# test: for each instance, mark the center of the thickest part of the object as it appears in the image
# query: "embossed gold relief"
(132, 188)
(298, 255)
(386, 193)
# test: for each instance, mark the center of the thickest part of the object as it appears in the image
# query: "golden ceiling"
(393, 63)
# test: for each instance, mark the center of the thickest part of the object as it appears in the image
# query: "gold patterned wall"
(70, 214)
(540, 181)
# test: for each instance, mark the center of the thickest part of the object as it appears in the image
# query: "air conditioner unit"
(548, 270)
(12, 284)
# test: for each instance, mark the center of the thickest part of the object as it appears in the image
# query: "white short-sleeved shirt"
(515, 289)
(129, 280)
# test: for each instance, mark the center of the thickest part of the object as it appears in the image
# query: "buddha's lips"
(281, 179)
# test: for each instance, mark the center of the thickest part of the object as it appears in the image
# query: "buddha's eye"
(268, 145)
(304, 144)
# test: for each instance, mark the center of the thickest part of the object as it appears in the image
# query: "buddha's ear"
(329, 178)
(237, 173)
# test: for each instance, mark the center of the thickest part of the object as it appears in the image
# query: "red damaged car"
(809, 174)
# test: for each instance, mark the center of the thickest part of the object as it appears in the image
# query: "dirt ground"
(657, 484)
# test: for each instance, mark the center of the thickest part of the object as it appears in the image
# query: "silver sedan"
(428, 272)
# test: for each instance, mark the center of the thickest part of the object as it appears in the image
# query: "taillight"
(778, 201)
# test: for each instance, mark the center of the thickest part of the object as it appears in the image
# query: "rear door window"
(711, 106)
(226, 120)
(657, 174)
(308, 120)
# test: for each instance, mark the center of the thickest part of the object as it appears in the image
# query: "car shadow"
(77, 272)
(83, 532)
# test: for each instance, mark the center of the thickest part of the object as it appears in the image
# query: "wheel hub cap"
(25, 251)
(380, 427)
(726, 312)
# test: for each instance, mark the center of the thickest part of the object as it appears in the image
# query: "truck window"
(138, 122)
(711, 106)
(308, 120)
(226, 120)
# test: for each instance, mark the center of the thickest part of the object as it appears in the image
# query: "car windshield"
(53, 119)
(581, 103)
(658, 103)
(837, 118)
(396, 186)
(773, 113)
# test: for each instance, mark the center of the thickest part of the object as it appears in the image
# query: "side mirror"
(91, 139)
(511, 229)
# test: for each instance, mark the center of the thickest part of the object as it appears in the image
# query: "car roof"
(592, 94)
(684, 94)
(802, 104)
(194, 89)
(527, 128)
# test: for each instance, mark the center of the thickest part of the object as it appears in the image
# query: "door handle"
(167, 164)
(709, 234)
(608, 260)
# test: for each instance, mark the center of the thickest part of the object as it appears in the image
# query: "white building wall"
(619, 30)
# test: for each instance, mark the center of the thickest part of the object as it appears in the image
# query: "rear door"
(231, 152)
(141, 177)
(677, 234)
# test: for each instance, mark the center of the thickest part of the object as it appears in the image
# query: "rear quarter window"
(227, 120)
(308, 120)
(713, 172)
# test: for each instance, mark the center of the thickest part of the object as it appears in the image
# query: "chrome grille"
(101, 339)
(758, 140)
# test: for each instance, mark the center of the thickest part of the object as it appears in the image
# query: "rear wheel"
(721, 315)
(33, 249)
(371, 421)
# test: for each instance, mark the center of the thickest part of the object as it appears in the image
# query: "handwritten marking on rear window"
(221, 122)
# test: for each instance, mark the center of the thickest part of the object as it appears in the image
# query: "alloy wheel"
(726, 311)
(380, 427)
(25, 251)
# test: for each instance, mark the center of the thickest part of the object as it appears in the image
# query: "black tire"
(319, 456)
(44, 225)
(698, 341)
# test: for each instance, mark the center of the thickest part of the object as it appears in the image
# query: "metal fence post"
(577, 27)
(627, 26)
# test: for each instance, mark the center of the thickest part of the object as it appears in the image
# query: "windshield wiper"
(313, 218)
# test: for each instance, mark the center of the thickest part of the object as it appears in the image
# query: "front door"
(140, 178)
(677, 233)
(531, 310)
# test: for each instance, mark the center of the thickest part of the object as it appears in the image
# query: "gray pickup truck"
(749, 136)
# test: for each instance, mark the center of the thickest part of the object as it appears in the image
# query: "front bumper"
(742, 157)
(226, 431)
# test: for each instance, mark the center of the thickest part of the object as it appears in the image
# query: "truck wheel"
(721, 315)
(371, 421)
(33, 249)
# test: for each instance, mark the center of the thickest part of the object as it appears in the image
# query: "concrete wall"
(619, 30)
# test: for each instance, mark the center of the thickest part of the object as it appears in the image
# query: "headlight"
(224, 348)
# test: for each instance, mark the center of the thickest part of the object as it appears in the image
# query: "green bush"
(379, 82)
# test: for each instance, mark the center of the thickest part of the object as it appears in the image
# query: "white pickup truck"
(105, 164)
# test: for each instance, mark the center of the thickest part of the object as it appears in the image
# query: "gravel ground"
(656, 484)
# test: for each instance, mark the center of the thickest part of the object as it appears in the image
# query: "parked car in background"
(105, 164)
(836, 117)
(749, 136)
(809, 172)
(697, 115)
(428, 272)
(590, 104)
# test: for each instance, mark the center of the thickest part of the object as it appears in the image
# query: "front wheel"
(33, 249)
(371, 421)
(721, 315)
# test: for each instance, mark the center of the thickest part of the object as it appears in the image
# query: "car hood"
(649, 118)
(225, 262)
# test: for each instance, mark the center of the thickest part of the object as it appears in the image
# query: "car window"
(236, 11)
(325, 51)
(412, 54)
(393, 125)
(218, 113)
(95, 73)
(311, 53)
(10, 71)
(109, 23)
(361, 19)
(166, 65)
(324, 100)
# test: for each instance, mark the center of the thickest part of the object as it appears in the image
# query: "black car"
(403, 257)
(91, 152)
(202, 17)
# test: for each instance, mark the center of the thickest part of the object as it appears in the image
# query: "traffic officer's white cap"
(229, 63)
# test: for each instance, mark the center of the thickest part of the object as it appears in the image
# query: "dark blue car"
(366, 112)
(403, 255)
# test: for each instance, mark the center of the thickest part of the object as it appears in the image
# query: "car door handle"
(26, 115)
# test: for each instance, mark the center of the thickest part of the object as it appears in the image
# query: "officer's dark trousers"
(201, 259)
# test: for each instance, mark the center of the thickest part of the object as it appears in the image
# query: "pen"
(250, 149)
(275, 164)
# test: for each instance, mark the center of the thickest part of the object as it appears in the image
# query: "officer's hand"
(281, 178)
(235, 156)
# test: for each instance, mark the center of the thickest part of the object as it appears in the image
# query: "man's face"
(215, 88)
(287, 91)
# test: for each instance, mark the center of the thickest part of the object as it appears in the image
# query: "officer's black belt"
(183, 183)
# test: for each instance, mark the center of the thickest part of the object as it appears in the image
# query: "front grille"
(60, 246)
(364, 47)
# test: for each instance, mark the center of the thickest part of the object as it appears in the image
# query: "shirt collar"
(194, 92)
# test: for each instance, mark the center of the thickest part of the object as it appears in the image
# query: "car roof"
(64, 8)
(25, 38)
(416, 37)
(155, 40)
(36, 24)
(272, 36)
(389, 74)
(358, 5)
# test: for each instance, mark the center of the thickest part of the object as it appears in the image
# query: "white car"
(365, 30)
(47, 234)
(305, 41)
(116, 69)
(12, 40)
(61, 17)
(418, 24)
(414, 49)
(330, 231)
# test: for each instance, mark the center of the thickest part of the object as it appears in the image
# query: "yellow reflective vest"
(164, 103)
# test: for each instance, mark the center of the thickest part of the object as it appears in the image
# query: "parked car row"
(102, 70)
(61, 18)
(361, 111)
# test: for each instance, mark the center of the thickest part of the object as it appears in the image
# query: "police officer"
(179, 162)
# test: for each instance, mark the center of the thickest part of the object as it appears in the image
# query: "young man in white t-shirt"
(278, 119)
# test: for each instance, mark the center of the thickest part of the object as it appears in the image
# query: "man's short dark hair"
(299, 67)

-*-*-

▶ **Exercise prompt**
The expected output is the complete data, repeated exactly.

▶ **Answer to the problem**
# test: for each instance, mark the center of the thickest part of the object as it appears in the image
# query: "embossed gold relief"
(132, 188)
(298, 255)
(386, 193)
# test: for each instance, mark the center of the thickest part of the object as it appears in the image
# query: "golden ceiling"
(393, 63)
# test: for each instance, mark the center of the thickest part of the object as it appears in the image
# query: "gold patterned wall"
(70, 214)
(540, 181)
# test: for each instance, mark the center of the thickest part of the object as it appears in the image
# query: "air conditioner unit"
(548, 270)
(12, 284)
# test: for each instance, mark the center of the thickest part of the object as it appears in the image
# query: "white short-sleeved shirt"
(515, 289)
(129, 280)
# test: for each instance, mark the center of the thickest part of the object as it appears in the image
# query: "buddha's lips"
(281, 179)
# test: for each instance, mark the center of the thickest part of the object as it appears in the image
# query: "buddha's eye"
(268, 145)
(304, 144)
# test: for each instance, mark the center of the thickest part of the object as it appears in the image
# query: "buddha's ear"
(329, 178)
(237, 173)
# test: for each instance, mark the center of the thickest part of the object as it appears in the image
# query: "red damaged car"
(809, 174)
# test: for each instance, mark the center of the thickest part of the object as it appears in the image
# query: "dirt ground"
(657, 484)
# test: for each instance, mark the center of the thickest part of the object as it appears in the image
# query: "silver sedan"
(428, 272)
# test: for each instance, mark the center of the thickest part of the object as it appears in the image
# query: "taillight"
(778, 201)
# test: for each instance, mark the center of the thickest part of the object as it appears in the image
# query: "rear door window"
(711, 106)
(226, 120)
(657, 174)
(308, 120)
# test: for each instance, mark the center of the thickest part of the object as it appears in the image
# query: "car shadow"
(77, 272)
(83, 532)
# test: for each instance, mark the center of the thickest part of the object as it appears in the image
# query: "wheel hub cap"
(25, 251)
(380, 427)
(726, 312)
# test: for each instance, mark the center of the thickest part of the object as it appears in the image
# query: "truck window"
(138, 122)
(711, 106)
(308, 120)
(226, 120)
# test: for each instance, mark the center of the thickest part of the object as it appears in the image
# query: "car windshield"
(53, 119)
(581, 103)
(658, 103)
(837, 118)
(396, 186)
(773, 113)
# test: for each instance, mark the center of the thickest part of the object as it appears in the image
# query: "side mirror"
(91, 139)
(511, 229)
# test: for each instance, mark the center of the thickest part of the object as it appears in the image
# query: "car roof"
(592, 94)
(684, 94)
(802, 104)
(194, 89)
(527, 128)
# test: for each instance, mark the center of the thickest part of the object as it appears in the image
# query: "door handle"
(167, 164)
(709, 234)
(608, 260)
# test: for each instance, mark the center of the thickest part of the object as it appears in the image
# query: "white building wall"
(619, 30)
# test: for each instance, mark the center of the thickest part of the object as it appears in the image
# query: "rear door"
(231, 152)
(141, 177)
(677, 234)
# test: for each instance, mark the center of the thickest part of the object as it appears in the image
# query: "rear quarter window"
(227, 120)
(308, 120)
(713, 172)
# test: for each instance, mark the center of the thickest part of the object as it appears in the image
# query: "chrome grille"
(101, 339)
(758, 140)
# test: for each instance, mark the center of the thickest part of the object as it appears in the image
# query: "rear wheel"
(721, 315)
(33, 249)
(371, 421)
# test: for each instance, mark the center of the thickest part of the object as it appears in the image
# query: "handwritten marking on rear window"
(221, 122)
# test: for each instance, mark the center of the thickest part of the object as it appears in the image
# query: "alloy wheel"
(726, 311)
(380, 427)
(25, 251)
# test: for each instance, mark the center of the thickest part of the object as it appears in the image
# query: "black tire"
(319, 456)
(44, 225)
(698, 341)
# test: for each instance, mark the center of the thickest part of the object as it appears in the image
# query: "metal fence post"
(577, 27)
(627, 26)
# test: for each instance, mark the center of the thickest part of the object as it appears in the image
# query: "windshield wiper"
(313, 218)
# test: for each instance, mark the center of the thickest part of the object as it appears in the image
# query: "front door"
(140, 178)
(677, 233)
(531, 310)
# test: for each instance, mark the center of the thickest part of the object as it appears in the image
# query: "gray pickup truck"
(749, 136)
# test: for each instance, mark the center of the thickest part of the object as it appears in the image
# query: "front bumper"
(742, 157)
(226, 431)
# test: for each instance, mark the center of the thickest part of the object as it appears in the image
# query: "truck wheel"
(721, 315)
(371, 421)
(33, 249)
# test: for each instance, mark the center of the thickest part of the object as it appears in the image
# query: "concrete wall"
(619, 30)
# test: for each instance, mark the center of the thickest part of the object as it appears in the image
# query: "headlight"
(224, 348)
# test: for each instance, mark the center of the thickest part of the object as it appears in the image
# query: "green bush"
(379, 82)
# test: for each instance, mark the center of the thickest part of the object as it appears in the image
# query: "white pickup truck"
(105, 164)
# test: for each instance, mark the center of the thickest part of the object as it appears in the image
# query: "gravel ground"
(656, 484)
# test: for each instance, mark the center of the thickest part of the object as it appears in the image
# query: "parked car in background"
(105, 164)
(836, 117)
(749, 136)
(809, 172)
(697, 115)
(428, 272)
(590, 104)
# test: for each instance, mark the center of the thickest part of the object as it appears in the image
# query: "front wheel"
(33, 249)
(371, 421)
(721, 315)
# test: for each instance, mark the center of the thickest part of the object as it appears in the image
# query: "car hood"
(649, 118)
(225, 262)
# test: for each instance, mark the center of the thickest part of the object as it appears in the image
# query: "car window"
(236, 11)
(325, 51)
(412, 54)
(393, 125)
(218, 113)
(95, 73)
(311, 53)
(10, 71)
(109, 23)
(361, 19)
(166, 65)
(324, 100)
# test: for each instance, mark the center of the thickest part of the object as it appears in the image
# query: "black car"
(403, 257)
(91, 152)
(202, 17)
# test: for each instance, mark the center of the thickest part of the object as it appears in the image
# query: "traffic officer's white cap"
(229, 63)
# test: for each instance, mark the center of the thickest part of the object as it appears in the image
# query: "dark blue car"
(366, 112)
(403, 255)
# test: for each instance, mark the center of the thickest part of the object as it appears in the image
# query: "car door handle"
(26, 115)
# test: for each instance, mark the center of the thickest part of the object as it appears in the image
# query: "officer's dark trousers"
(201, 259)
# test: for each instance, mark the center of the thickest part of the object as it appears in the image
# query: "pen"
(250, 149)
(275, 164)
# test: for each instance, mark the center of the thickest part of the object as it appears in the image
# query: "officer's hand"
(281, 178)
(235, 156)
# test: for each instance, mark the center of the thickest part of the object as it appears in the image
# query: "man's face"
(215, 88)
(287, 91)
# test: for each instance, mark the center of the thickest part of the object as it appears in the image
# query: "officer's black belt"
(183, 183)
# test: for each instance, mark the center of the thickest part of the object as it appears in the image
# query: "front grille"
(60, 246)
(364, 47)
# test: for each instance, mark the center of the thickest part of the object as it appears in the image
# query: "shirt collar"
(194, 92)
# test: for each instance, mark the center of the thickest part of the object as it appears in the image
# query: "car roof"
(64, 8)
(25, 38)
(416, 37)
(155, 40)
(36, 24)
(272, 36)
(389, 74)
(358, 5)
# test: for each instance, mark the center of the thickest part of the object as it appears in the image
# query: "white car"
(365, 30)
(47, 234)
(305, 41)
(116, 69)
(12, 40)
(61, 17)
(418, 24)
(414, 49)
(330, 231)
# test: for each instance, mark the center of the thickest part of the object as it appears in the image
# query: "yellow reflective vest"
(164, 103)
# test: for each instance, mark the center of the thickest part of the object as it appears in the image
# query: "parked car row"
(102, 70)
(61, 18)
(361, 111)
# test: for each instance, mark the center of the thickest part of the object as it appears in the image
# query: "police officer"
(179, 162)
# test: for each instance, mark the center of the thickest part of the object as it appears in the image
# query: "young man in white t-shirt"
(278, 119)
# test: for each instance, mark the center of the thickest part of the object as it appears in the image
# query: "man's short dark hair"
(299, 67)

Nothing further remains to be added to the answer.